:: Exercise materials ::

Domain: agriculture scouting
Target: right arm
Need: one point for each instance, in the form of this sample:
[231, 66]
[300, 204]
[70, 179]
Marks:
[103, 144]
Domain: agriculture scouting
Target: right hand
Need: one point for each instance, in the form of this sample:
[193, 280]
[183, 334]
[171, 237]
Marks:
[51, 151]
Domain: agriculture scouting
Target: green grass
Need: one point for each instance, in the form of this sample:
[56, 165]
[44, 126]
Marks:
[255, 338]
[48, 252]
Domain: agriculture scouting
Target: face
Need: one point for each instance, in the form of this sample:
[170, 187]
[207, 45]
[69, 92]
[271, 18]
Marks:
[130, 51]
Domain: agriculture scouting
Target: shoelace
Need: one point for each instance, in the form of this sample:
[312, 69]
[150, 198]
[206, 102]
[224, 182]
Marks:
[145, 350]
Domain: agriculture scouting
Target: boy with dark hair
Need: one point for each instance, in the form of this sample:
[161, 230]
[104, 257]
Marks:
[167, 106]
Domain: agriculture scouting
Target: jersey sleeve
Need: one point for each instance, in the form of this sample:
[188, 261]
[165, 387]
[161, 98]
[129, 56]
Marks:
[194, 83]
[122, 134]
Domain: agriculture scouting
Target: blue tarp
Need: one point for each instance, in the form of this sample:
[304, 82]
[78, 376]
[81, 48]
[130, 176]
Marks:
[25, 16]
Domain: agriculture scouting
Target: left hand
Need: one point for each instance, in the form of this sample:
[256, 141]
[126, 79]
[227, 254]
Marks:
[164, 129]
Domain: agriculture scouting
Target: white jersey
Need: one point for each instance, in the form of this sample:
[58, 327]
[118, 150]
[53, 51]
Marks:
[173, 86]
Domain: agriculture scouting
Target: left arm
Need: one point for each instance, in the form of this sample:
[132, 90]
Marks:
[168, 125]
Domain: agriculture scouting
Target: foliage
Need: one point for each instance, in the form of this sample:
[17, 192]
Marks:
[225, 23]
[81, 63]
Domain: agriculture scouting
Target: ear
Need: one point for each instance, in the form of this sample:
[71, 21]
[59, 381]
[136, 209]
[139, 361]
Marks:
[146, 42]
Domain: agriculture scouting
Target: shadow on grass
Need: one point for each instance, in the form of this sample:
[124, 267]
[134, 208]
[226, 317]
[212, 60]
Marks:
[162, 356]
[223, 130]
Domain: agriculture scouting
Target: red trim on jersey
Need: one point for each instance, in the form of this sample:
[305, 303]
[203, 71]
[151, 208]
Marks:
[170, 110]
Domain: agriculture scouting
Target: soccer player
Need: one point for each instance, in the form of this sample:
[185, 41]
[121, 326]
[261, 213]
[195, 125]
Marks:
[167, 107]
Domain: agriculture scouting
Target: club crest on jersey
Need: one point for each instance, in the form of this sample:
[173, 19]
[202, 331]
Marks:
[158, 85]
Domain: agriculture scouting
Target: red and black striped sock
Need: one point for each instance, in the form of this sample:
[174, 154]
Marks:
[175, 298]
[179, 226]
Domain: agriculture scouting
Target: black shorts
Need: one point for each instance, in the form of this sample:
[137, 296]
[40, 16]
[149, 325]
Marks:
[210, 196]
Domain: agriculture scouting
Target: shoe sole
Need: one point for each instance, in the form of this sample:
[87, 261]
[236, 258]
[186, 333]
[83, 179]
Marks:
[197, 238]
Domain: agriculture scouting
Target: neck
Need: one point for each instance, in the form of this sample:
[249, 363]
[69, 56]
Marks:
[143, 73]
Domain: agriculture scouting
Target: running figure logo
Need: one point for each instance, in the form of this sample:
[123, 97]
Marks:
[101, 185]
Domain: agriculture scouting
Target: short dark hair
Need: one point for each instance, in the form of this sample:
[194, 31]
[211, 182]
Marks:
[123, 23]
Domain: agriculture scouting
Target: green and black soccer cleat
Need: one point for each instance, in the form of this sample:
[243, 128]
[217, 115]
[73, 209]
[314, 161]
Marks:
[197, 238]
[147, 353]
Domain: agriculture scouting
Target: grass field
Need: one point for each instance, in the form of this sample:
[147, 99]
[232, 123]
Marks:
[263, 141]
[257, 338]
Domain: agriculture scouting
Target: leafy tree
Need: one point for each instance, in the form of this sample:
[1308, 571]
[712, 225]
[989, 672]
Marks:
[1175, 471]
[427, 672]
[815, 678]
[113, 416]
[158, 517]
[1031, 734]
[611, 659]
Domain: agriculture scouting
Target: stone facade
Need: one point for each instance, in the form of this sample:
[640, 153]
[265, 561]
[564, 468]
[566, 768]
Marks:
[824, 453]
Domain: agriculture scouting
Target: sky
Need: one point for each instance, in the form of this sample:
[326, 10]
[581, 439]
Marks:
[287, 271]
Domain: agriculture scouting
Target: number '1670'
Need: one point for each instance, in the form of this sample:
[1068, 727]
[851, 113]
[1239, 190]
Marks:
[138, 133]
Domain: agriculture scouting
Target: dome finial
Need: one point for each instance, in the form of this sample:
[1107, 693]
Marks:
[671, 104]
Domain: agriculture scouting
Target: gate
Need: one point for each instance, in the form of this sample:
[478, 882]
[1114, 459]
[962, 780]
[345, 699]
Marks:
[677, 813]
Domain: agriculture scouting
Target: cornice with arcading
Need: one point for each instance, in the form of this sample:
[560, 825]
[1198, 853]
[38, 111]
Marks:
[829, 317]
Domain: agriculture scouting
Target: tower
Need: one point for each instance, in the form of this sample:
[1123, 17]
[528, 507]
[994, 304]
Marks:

:::

_Task requirements_
Without altering a single word, reproduce the entries above.

_Solution to this problem_
Domain: agriculture scouting
Target: right arm
Need: one point for each instance, in the form of this sample:
[231, 66]
[300, 204]
[70, 179]
Marks:
[103, 144]
Domain: agriculture scouting
Target: right hand
Need: one point for each instance, in the form of this sample:
[193, 280]
[183, 334]
[171, 237]
Marks:
[51, 151]
Domain: agriculture scouting
Target: green grass
Need: one point for each instance, in the form of this sample:
[56, 165]
[44, 126]
Marks:
[255, 338]
[48, 252]
Domain: agriculture scouting
Target: face
Need: one point for each instance, in the form of this sample:
[170, 187]
[207, 45]
[69, 92]
[271, 18]
Marks:
[130, 51]
Domain: agriculture scouting
Target: shoelace
Need: one point for each instance, in the form of this sample:
[312, 69]
[150, 198]
[206, 102]
[224, 182]
Marks:
[145, 350]
Domain: agriculture scouting
Target: boy with dark hair
Need: one point for each instance, in the form of this sample:
[161, 230]
[104, 257]
Marks:
[167, 106]
Domain: agriculture scouting
Target: jersey sleeve
Need: one point for each instance, in the form of this sample:
[188, 261]
[165, 387]
[161, 98]
[129, 56]
Marks:
[194, 83]
[122, 134]
Domain: agriculture scouting
Target: blue tarp
Need: one point for each instance, in the form of this sample:
[304, 82]
[78, 376]
[81, 48]
[130, 176]
Marks:
[25, 16]
Domain: agriculture scouting
Target: left hand
Need: one point for each instance, in the form of this sample:
[256, 141]
[126, 79]
[227, 254]
Marks:
[164, 129]
Domain: agriculture scouting
Target: white jersey
Need: one point for each instance, in the form of this sample:
[58, 327]
[118, 150]
[53, 51]
Marks:
[173, 86]
Domain: agriculture scouting
Target: left arm
Need: one point for each instance, in the form of this sample:
[132, 90]
Marks:
[168, 125]
Domain: agriculture scouting
Target: foliage
Need: one point for each instance, in the form of this sample:
[17, 192]
Marks:
[225, 23]
[81, 63]
Domain: agriculture scouting
Target: ear
Need: one point for each instance, in the form of this sample:
[71, 21]
[59, 381]
[136, 209]
[139, 361]
Marks:
[146, 42]
Domain: agriculture scouting
Target: shadow on grass
Need: one point for each instance, in the form of this sample:
[124, 267]
[134, 208]
[226, 317]
[212, 60]
Marks:
[162, 356]
[223, 130]
Domain: agriculture scouting
Target: red trim on jersey
Need: one point for each instance, in the form of this sample:
[305, 303]
[203, 71]
[151, 208]
Marks:
[170, 110]
Domain: agriculture scouting
Target: soccer player
Need: one point for each instance, in the form of this sample:
[185, 41]
[121, 326]
[261, 213]
[195, 125]
Marks:
[167, 107]
Domain: agriculture scouting
Target: club crest on jersey
Need: one point for each instance, in the form of this sample:
[173, 19]
[202, 331]
Marks:
[158, 85]
Domain: agriculture scouting
Target: red and black striped sock
Need: one point for each instance, in the form of this sample:
[174, 154]
Marks:
[175, 298]
[179, 226]
Domain: agriculture scouting
Target: black shorts
Need: one point for each instance, in the form of this sample:
[137, 296]
[40, 16]
[149, 325]
Marks:
[210, 196]
Domain: agriculture scouting
Target: shoe sole
Need: one point for each instance, in the form of this sample:
[87, 261]
[236, 258]
[186, 333]
[83, 179]
Marks:
[197, 238]
Domain: agriculture scouting
Target: neck
Need: one point for each instance, in the form of this sample:
[249, 363]
[69, 56]
Marks:
[143, 73]
Domain: agriculture scouting
Target: running figure logo
Need: one point for each instance, in the form of this sample:
[123, 97]
Marks:
[101, 185]
Domain: agriculture scouting
Target: short dark hair
Need: one point for each instance, in the form of this sample:
[194, 31]
[211, 182]
Marks:
[123, 23]
Domain: agriculture scouting
Target: green and black soccer cleat
Need: one point for each instance, in the form of this sample:
[243, 128]
[217, 115]
[73, 209]
[314, 161]
Marks:
[197, 238]
[147, 353]
Domain: agriculture scouting
Target: grass field
Need: one point for each instance, in the form of this sample:
[147, 99]
[232, 123]
Marks:
[263, 141]
[257, 338]
Domain: agriculture scouting
Target: leafy tree
Need: one point for each instance, in the form of this sample:
[1308, 571]
[712, 225]
[989, 672]
Marks:
[1175, 471]
[427, 672]
[815, 678]
[113, 416]
[158, 517]
[1031, 734]
[611, 659]
Domain: agriculture scouting
Target: stone facade
Need: one point for each instance, in the form of this sample:
[640, 153]
[265, 561]
[564, 468]
[566, 768]
Marks:
[824, 453]
Domain: agriculture scouting
Target: sky
Need: one point for each instance, in the form of this sample:
[326, 10]
[581, 439]
Marks:
[287, 271]
Domain: agriculture scouting
Target: number '1670'
Need: one point for each instance, in the form of this sample:
[1068, 727]
[851, 113]
[1239, 190]
Marks:
[138, 133]
Domain: agriculture scouting
Target: dome finial
Need: one point for each instance, in the form of this sample:
[1107, 693]
Marks:
[671, 104]
Domain: agriculture scouting
Target: gate
Need: one point for each instance, in the form of this sample:
[478, 882]
[1114, 459]
[962, 780]
[345, 699]
Marks:
[677, 813]
Domain: agriculture scouting
Target: cornice with arcading
Need: one point for each instance, in the form of this sample:
[560, 825]
[1198, 853]
[38, 111]
Marks:
[829, 317]
Domain: agriculture scouting
Target: tower
Need: one point for each instance, in the form of this sample:
[1123, 17]
[528, 507]
[994, 304]
Marks:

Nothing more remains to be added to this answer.